CHALLENGE: Locate each line in the entries below that contains the string "Target", matching upper and lower case exactly, and copy those lines out.

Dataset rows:

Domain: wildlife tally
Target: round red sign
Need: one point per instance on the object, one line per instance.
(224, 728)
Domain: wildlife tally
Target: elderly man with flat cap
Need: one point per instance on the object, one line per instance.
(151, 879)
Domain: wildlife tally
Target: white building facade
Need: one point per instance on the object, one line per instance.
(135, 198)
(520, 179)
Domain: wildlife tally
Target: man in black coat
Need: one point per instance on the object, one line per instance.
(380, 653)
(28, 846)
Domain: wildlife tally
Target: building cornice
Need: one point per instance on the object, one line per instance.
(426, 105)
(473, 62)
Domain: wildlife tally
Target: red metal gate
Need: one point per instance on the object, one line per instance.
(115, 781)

RESULT:
Target: round red sign
Target: elderly man with flat cap
Target: white building facade
Target: man in black coat
Target: building cornice
Target: red metal gate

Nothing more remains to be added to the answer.